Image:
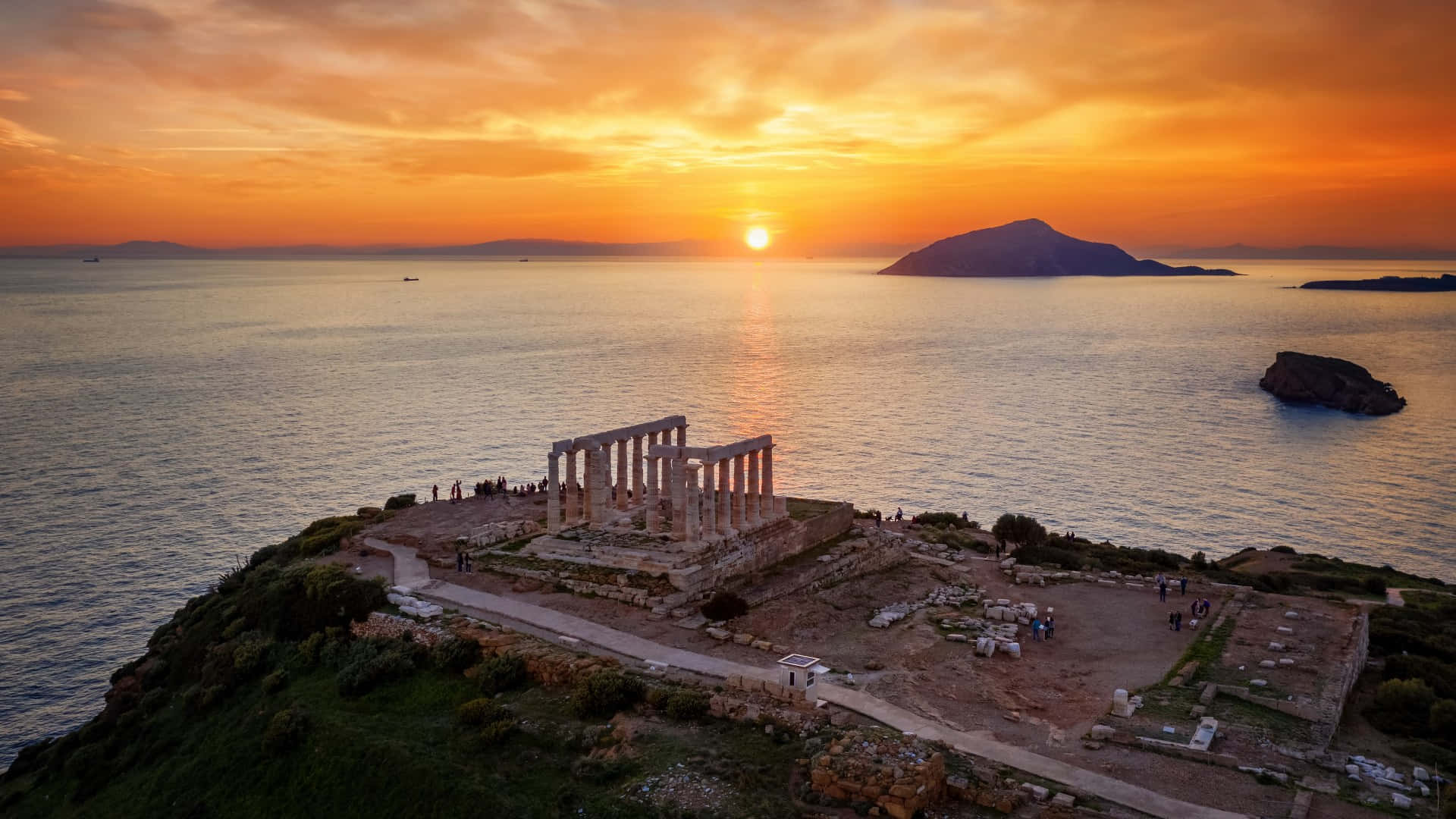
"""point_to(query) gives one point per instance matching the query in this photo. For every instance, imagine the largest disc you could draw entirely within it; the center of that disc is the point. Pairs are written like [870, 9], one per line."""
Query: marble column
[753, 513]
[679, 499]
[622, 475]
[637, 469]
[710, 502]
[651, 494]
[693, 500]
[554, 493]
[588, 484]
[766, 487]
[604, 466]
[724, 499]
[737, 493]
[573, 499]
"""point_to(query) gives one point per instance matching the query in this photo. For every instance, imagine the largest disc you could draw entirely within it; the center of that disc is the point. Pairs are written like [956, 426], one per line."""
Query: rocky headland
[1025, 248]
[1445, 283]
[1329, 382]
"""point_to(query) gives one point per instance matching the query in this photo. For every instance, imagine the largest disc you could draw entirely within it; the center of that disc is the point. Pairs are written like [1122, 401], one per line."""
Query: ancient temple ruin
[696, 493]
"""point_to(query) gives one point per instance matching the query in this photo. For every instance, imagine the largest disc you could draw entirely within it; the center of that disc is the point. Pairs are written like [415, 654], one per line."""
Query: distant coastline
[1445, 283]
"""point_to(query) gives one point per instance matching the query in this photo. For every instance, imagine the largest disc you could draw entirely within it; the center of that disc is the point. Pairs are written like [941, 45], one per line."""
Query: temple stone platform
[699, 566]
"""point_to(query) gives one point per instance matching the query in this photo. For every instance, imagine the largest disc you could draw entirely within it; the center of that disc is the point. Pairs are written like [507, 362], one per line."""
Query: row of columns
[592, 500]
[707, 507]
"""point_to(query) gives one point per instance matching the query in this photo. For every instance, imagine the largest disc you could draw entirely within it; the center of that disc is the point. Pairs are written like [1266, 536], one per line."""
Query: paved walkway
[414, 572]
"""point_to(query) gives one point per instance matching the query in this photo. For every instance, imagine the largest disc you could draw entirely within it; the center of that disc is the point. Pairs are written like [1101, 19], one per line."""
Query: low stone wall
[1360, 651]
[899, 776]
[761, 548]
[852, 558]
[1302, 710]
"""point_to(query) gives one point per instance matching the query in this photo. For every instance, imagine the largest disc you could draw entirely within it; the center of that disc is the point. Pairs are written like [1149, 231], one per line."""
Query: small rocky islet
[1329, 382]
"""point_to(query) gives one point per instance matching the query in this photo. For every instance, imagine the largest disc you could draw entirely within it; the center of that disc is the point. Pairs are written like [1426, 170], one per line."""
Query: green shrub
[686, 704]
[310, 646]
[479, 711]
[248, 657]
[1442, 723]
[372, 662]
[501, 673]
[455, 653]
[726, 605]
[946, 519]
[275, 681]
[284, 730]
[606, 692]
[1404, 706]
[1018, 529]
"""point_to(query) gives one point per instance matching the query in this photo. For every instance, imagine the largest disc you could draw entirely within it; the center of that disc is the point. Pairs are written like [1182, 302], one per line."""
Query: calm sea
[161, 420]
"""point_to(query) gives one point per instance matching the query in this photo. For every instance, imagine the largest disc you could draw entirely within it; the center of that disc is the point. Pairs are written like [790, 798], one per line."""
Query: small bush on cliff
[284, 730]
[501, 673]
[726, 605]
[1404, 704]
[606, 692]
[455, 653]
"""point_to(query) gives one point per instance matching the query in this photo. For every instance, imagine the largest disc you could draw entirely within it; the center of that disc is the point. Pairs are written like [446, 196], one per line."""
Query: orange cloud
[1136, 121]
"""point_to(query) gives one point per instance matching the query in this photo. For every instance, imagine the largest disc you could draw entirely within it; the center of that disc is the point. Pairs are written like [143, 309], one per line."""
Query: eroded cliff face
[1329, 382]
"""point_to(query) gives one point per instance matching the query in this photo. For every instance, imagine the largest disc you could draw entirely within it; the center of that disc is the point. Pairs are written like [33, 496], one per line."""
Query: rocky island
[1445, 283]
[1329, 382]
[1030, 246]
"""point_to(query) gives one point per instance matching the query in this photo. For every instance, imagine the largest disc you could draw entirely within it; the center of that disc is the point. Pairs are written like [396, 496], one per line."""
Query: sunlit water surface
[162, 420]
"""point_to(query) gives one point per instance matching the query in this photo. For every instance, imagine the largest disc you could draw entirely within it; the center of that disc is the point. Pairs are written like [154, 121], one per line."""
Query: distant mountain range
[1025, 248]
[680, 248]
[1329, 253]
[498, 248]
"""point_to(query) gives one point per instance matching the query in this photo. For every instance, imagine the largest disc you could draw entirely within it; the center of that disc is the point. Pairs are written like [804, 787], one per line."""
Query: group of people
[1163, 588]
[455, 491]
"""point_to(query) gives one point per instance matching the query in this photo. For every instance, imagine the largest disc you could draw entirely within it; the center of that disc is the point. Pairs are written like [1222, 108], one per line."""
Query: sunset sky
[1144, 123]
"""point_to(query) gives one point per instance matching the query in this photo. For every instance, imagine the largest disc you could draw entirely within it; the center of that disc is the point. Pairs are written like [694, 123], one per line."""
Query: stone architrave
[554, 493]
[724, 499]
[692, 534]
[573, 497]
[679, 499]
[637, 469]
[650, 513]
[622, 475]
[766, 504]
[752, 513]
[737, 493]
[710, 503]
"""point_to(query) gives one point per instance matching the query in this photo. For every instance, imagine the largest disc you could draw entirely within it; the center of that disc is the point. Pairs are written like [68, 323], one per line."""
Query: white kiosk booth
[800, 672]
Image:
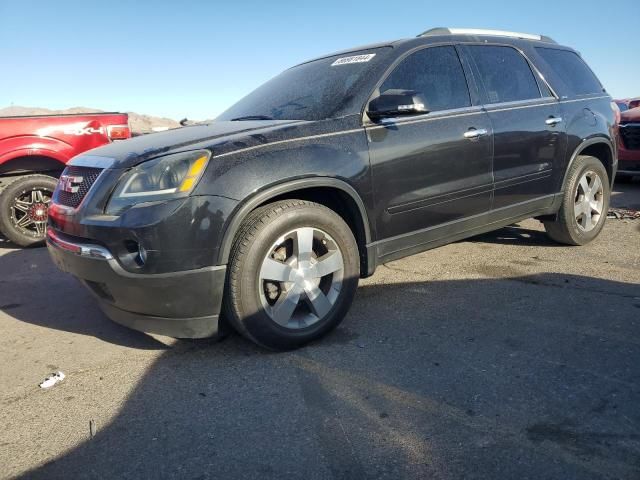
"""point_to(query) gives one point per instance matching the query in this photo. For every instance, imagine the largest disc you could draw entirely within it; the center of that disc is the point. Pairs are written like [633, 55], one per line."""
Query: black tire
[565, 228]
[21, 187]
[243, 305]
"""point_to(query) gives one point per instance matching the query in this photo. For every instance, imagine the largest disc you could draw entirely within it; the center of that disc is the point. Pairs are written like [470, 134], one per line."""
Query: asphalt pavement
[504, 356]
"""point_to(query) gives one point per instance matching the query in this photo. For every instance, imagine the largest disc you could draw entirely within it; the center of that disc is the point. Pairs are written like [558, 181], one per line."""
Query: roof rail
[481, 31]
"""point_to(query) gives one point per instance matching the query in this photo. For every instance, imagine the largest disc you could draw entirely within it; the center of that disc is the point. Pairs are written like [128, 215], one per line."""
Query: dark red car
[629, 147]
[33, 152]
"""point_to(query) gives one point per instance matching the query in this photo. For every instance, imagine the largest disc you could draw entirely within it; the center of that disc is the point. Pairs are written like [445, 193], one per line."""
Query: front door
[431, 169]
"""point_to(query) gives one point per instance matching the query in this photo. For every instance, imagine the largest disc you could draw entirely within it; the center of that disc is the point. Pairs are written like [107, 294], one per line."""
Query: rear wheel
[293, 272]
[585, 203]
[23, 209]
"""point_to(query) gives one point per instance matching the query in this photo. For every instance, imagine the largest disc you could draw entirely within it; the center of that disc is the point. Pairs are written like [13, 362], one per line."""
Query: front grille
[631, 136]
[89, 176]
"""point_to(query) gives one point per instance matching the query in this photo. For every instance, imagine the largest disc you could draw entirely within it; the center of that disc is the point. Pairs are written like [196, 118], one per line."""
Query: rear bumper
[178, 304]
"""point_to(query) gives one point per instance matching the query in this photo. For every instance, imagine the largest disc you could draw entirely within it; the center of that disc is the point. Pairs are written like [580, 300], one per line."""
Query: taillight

- - - - - - -

◆ REQUIREMENT
Copy everything above from the line containing "[804, 787], one" down to the line containing "[1144, 123]", both included, and add 31 to every coordinate in the answer points.

◆ OUTPUT FOR THIS EXERCISE
"""point_to(query) gives one point per instance matching the query in this photo. For every instance, imagine the largest disc you could draw entirely within it; the center of that disc is the point. Pairs are written like [804, 787], one per line."""
Query: group of people
[1194, 619]
[486, 522]
"""point_to(query) gives one point per instance matching the query in this photo. For every instance, imagine the largest disc you could draw entirely within it; the center of that disc is the point. Pairs are written like [1222, 108], one per line."""
Query: sunset sky
[1175, 154]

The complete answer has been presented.